### [Exercise objective]
The answer must consist of every line below that holds the word "chair".

### [Material shown]
+ + + + + + +

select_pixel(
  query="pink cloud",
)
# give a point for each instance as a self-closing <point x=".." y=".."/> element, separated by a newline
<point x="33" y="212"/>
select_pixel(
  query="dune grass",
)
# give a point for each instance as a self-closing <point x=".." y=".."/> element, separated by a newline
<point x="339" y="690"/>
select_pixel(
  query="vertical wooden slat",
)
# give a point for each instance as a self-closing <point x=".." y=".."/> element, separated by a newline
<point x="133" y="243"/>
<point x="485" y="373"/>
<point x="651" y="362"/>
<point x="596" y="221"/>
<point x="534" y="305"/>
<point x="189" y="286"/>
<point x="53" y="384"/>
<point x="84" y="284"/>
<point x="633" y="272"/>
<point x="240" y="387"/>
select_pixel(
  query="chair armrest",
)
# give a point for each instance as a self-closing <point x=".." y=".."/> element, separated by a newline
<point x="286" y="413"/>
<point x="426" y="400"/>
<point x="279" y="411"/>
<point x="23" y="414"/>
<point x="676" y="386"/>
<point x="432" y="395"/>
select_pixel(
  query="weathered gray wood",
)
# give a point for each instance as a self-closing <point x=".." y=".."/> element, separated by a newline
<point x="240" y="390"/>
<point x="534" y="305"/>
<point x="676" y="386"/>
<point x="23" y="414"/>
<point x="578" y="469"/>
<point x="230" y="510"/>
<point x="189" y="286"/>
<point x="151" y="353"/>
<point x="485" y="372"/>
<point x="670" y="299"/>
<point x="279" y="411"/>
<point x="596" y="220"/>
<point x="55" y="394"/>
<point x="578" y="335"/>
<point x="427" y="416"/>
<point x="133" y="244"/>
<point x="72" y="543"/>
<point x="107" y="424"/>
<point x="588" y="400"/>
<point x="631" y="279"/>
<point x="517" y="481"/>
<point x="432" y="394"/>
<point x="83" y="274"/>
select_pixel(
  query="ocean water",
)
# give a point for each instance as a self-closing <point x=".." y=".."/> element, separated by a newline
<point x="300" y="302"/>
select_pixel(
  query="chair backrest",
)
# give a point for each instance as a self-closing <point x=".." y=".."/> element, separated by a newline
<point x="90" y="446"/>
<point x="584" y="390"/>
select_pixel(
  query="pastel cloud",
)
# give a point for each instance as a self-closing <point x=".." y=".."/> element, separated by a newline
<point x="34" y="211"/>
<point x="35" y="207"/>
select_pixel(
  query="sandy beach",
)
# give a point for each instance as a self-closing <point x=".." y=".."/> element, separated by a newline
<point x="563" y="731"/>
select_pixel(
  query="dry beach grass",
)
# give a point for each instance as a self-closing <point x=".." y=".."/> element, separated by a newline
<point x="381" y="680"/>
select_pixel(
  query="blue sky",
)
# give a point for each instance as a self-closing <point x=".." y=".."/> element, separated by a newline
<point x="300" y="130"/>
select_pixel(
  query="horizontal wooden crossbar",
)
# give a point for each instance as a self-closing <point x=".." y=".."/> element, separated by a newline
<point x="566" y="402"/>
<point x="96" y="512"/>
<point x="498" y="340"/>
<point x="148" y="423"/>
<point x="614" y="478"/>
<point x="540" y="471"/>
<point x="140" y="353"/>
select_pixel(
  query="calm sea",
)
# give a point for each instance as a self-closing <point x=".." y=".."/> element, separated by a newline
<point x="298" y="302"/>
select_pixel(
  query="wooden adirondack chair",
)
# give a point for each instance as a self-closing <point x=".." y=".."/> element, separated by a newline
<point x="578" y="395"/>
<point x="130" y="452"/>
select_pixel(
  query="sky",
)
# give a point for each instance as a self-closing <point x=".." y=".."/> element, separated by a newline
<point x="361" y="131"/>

+ + + + + + +

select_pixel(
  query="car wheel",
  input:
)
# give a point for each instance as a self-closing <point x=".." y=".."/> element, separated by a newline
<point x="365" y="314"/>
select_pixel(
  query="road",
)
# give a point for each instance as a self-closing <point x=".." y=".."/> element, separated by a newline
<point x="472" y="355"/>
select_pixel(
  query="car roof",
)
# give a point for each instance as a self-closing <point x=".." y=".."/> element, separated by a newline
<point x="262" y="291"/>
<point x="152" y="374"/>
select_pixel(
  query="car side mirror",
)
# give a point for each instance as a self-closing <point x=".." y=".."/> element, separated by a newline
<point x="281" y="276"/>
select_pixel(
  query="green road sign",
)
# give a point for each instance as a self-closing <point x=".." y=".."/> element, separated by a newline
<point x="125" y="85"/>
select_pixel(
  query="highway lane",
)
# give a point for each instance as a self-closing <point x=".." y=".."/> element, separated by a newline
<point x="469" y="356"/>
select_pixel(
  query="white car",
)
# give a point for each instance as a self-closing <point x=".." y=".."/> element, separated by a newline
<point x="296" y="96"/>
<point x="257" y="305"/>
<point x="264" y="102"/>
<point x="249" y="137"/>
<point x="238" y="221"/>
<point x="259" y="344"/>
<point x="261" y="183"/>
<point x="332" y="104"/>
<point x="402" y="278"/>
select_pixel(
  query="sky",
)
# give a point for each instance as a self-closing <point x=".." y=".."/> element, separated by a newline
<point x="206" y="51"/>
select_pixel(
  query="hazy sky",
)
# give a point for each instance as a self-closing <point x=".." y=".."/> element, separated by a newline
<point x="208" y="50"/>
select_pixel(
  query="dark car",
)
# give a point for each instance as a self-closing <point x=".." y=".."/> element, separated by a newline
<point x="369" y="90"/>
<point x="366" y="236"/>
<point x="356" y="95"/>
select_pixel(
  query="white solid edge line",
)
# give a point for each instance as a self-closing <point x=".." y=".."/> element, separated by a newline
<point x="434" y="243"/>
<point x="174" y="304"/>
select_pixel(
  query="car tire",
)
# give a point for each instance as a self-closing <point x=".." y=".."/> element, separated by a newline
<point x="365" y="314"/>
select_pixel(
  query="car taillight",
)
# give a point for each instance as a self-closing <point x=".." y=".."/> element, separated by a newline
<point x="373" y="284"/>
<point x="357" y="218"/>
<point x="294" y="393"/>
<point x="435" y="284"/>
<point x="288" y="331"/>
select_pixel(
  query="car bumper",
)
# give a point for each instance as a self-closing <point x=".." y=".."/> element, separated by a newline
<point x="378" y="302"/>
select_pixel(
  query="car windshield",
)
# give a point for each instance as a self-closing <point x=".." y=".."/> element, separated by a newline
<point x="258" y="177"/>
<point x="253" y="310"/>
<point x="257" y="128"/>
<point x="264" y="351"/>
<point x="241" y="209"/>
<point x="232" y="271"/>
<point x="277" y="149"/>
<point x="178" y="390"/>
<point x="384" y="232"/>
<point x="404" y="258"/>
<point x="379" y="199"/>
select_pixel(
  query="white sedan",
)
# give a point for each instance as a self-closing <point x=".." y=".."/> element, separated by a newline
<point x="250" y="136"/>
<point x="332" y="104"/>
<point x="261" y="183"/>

+ + + + + + +

### [Task answer]
  query="chair armrest",
  query="chair backrest",
  query="wooden adirondack chair",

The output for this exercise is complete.